Song recorded by Frank Sinatra

"Nancy (with the Laughing Face)" is a song composed in 1942 by Jimmy Van Heusen, with lyrics by Phil Silvers, called, originally, "Bessie (With The Laughing Face)". It was originally recorded by Frank Sinatra in 1944. Many, perhaps most, people—including, for a time, Sinatra himself—wrongly assume or assumed the song was composed specifically for Sinatra's wife or daughter, each named Nancy; the adjustment in name indeed was inspired by Sinatra's daughter.
==Origin==

Former broadcast executive and music historian Rick Busciglio tells the story of the song's inception as related to him by Van Heusen:

In 1979, I was working with songwriter Jimmy Van Heusen on a TV special with Frank Sinatra and Bob Hope that was never produced. Jimmy told me that one day (circa 1942), he and his lyricist Johnny Burke were working at 20th Century-Fox composing for a film. While Burke was out of their writer's bungalow, Phil Silvers, the comedian, a friend to both, entered and suggested to Jimmy that they write a song for Johnny's wife, Bessie, who was soon to celebrate a birthday. Silvers provided the lyrics, later revised by Van Heusen and Burke.

EXTRACTED ENTRIES:
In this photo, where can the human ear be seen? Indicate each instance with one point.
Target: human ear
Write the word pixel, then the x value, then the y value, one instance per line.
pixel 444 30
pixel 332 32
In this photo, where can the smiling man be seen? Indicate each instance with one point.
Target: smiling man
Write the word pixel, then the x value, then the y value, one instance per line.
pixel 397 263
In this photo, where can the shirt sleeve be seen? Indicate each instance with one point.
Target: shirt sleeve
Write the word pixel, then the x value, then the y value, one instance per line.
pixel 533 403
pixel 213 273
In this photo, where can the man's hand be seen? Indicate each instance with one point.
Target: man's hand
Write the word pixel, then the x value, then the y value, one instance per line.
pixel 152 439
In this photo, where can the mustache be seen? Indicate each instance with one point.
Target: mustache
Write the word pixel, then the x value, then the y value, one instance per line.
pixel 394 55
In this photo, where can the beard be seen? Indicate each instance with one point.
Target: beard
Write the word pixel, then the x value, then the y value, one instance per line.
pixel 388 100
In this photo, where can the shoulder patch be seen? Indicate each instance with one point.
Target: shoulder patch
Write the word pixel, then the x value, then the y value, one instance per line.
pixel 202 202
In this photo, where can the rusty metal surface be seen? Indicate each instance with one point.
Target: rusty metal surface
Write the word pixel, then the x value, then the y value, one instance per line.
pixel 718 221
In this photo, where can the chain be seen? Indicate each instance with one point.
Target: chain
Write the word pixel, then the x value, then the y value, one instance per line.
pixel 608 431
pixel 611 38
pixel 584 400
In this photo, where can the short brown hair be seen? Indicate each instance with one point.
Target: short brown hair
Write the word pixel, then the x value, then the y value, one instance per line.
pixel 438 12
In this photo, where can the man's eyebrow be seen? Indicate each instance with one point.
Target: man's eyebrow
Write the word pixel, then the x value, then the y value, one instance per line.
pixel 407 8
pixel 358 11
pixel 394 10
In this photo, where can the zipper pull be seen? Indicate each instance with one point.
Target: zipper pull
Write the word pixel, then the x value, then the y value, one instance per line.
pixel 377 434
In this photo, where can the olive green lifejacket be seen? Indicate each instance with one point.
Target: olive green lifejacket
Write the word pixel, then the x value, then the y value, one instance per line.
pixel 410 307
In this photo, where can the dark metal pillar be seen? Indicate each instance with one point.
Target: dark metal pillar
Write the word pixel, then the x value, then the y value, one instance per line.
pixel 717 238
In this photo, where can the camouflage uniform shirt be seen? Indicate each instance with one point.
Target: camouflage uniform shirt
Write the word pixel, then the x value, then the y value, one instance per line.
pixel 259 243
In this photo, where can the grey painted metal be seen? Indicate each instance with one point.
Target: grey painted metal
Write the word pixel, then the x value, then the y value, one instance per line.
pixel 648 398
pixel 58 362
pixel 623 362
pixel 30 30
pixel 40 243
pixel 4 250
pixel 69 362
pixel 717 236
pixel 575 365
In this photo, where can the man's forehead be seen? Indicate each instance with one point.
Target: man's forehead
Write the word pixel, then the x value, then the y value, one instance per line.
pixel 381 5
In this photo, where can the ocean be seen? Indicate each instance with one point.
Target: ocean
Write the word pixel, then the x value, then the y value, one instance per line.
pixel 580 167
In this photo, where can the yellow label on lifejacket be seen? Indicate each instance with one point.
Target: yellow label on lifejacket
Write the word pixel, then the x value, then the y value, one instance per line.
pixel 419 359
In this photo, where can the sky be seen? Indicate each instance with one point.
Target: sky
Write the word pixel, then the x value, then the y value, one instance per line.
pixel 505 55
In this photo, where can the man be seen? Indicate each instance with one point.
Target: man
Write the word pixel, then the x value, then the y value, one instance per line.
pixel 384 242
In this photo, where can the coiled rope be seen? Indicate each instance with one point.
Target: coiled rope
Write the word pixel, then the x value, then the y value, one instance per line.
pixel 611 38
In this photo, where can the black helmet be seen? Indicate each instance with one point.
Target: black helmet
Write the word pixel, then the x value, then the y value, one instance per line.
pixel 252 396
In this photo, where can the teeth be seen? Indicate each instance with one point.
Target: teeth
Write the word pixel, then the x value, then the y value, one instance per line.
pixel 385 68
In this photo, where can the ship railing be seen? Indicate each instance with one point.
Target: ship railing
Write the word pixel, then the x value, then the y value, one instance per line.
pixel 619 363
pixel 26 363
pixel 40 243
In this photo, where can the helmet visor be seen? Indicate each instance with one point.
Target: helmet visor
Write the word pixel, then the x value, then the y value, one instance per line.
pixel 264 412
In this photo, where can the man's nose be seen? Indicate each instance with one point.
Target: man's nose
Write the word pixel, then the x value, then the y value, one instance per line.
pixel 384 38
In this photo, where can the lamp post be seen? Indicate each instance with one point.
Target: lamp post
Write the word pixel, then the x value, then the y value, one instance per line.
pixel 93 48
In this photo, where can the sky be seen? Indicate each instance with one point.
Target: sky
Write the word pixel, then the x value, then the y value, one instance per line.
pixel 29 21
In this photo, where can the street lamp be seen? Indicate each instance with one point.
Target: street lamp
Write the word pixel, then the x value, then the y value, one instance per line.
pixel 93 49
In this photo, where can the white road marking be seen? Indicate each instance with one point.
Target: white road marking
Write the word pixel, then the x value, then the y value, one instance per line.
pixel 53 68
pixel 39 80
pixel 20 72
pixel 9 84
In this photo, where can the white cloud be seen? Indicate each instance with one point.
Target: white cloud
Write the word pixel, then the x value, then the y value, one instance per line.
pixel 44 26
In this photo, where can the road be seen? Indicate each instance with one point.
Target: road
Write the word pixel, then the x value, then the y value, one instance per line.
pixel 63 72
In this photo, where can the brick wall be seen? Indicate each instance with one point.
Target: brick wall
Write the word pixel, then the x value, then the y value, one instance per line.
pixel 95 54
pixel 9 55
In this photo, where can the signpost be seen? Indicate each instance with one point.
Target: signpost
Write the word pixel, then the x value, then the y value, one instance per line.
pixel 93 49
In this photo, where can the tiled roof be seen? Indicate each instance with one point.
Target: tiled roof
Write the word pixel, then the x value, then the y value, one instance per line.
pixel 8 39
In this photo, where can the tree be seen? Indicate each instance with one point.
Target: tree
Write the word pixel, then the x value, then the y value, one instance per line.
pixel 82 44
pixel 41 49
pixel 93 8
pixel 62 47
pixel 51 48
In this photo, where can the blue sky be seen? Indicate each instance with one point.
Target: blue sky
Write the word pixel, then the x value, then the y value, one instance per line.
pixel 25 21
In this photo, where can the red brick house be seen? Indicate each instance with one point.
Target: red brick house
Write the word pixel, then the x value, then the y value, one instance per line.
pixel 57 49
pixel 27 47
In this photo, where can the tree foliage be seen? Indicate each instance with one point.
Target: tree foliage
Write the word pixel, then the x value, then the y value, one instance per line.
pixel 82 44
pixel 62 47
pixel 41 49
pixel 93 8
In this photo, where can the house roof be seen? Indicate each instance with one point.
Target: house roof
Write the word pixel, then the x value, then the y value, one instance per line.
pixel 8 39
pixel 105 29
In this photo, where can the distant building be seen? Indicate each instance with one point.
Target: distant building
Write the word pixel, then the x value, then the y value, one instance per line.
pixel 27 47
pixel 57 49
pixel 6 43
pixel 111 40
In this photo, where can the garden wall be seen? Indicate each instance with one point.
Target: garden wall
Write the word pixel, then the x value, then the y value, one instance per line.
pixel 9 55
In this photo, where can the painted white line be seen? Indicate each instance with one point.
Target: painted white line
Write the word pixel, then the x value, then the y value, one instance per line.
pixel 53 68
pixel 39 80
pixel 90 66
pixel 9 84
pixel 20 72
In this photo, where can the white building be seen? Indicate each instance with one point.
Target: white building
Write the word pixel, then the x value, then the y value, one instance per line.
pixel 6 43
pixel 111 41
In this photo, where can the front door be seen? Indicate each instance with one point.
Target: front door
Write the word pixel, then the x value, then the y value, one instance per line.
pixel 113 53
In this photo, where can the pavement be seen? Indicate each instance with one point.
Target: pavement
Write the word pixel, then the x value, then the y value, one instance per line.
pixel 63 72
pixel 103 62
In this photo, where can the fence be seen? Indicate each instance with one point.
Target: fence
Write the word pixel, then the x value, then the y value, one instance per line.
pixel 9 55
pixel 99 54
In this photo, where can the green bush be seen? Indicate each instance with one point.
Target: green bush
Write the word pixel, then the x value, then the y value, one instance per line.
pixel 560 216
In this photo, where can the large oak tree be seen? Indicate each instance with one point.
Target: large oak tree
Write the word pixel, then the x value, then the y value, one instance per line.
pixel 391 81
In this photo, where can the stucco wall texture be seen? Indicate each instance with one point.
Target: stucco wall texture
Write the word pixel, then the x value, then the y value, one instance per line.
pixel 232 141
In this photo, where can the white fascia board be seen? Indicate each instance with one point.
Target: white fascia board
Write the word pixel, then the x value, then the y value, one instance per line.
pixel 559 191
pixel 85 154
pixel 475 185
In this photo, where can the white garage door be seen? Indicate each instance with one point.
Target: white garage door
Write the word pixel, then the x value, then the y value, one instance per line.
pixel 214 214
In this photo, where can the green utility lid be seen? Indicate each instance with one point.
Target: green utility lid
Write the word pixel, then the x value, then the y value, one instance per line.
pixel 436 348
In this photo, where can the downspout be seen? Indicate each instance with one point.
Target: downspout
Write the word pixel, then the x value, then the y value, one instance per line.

SET OF TASKS:
- 1) List every person the passage on the song "Nancy (with the Laughing Face)" identifies by both first and last name.
- 2) Pick up the passage on the song "Nancy (with the Laughing Face)" after its final sentence and continue it.

EXPECTED OUTPUTS:
- 1) Frank Sinatra, Jimmy Van Heusen, Phil Silvers, Rick Busciglio, Bob Hope, Johnny Burke

- 2)
At the party they sang "Bessie ... with the laughing face." It was such a hit that they used it at other female birthday events. When they sang it as "Nancy ... with the laughing face" at little Nancy Sinatra's birthday party, Frank broke down and cried, thinking it had been written especially for his daughter; the trio wisely didn't correct him. Jimmy assigned his royalties to Nancy after Frank recorded it for Columbia in 1944.

==Notable recordings==

- Pharoah Sanders, William Henderson, Stafford James, Eccleston W. Wainwright - Welcome to Love (1991)
- Cannonball Adderley, Bill Evans, Percy Heath, Connie Kay - Know What I Mean? (1961)
- Karrin Allyson - Ballads: Remembering John Coltrane (2001)
- Ray Charles - Dedicated To You (1961)
- John Coltrane - Ballads (1962)
- Kurt Elling - Dedicated to You: Kurt Elling Sings the Music of Coltrane and Hartman (2009)
- The Fleetwoods - Softly (1961)
- The Four Freshmen - Voices in Standards (1996), Four Freshmen And Five Saxes/The Four Freshmen and Five Guitars (1998)
- The Johnny Mann Singers - The Songs of Sinatra (1962)
- Flip Phillips - Phillips Head (1975)
- Frank Sinatra - Sinatra's Sinatra (1963)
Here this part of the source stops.